── Selected text
Experts Face Off About Soccer Heading
WASHINGTON — Like a loose ball in a kids’ game, argument over the safety of heading in soccer has parents, coaches and scientists scrambling all over.
Some youth soccer leagues, reacting to research that indicated players could get concussions, are setting rules to restrict striking the ball with the head. Doctors who authored a new review of research respond that the technique is safe. But another expert stands by his contention that heading is too risky for the young.
The scientists’ arguments leave nonscientists unsure where to stand.
“It’s almost a civil war, split down the middle, who likes it and who doesn’t,” said John E. Ouellette, coaching chief at the American Youth Soccer Organization. AYSO doesn’t forbid heading, but individual leagues can if they want to--and some do for players ages 10 and younger, he said. AYSO’s stand is that if players want to learn it, and the league allows it, the players should be taught proper form.
────
── Extracted entries
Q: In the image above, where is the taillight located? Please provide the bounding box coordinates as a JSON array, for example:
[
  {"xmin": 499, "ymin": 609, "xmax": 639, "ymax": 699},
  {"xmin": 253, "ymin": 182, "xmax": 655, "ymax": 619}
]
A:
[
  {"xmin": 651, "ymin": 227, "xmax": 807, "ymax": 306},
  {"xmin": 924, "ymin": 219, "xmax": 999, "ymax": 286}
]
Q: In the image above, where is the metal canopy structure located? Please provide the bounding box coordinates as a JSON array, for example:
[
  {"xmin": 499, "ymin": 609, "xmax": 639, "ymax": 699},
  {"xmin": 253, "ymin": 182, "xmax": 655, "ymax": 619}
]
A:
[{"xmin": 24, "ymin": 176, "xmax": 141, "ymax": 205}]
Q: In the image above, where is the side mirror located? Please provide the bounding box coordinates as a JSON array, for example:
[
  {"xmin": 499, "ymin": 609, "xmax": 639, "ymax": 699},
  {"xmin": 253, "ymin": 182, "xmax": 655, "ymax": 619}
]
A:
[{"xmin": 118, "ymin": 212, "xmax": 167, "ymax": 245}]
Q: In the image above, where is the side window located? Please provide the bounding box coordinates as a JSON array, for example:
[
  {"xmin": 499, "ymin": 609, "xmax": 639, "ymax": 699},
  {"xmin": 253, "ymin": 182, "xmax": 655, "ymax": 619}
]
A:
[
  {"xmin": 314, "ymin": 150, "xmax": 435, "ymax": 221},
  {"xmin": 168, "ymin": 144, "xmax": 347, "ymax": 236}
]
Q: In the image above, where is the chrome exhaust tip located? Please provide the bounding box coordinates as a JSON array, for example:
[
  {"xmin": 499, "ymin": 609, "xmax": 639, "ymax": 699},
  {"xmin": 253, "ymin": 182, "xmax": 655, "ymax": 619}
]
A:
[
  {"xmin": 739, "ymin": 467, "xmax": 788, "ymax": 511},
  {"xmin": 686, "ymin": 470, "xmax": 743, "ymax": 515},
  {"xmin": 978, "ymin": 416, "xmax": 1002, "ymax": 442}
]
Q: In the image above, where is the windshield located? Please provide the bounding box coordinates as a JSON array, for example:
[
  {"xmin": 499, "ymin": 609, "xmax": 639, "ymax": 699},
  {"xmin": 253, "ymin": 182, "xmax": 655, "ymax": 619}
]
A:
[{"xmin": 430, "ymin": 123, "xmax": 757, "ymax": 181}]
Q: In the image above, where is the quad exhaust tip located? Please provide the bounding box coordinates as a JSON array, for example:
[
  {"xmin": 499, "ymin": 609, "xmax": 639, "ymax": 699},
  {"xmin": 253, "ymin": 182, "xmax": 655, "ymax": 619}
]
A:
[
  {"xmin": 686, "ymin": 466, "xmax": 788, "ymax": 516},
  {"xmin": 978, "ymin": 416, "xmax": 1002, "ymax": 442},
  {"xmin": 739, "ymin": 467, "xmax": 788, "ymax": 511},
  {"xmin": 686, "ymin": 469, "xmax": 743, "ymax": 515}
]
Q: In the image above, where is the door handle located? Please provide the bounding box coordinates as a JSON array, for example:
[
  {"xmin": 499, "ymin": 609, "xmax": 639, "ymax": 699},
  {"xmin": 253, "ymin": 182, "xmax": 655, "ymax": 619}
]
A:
────
**Aim of the exercise:** Rewrite the soccer heading article from "Some youth soccer" to "for the young.", using "head injuries" in place of "concussions".

**Task answer:**
Some youth soccer leagues, reacting to research that indicated players could get head injuries, are setting rules to restrict striking the ball with the head. Doctors who authored a new review of research respond that the technique is safe. But another expert stands by his contention that heading is too risky for the young.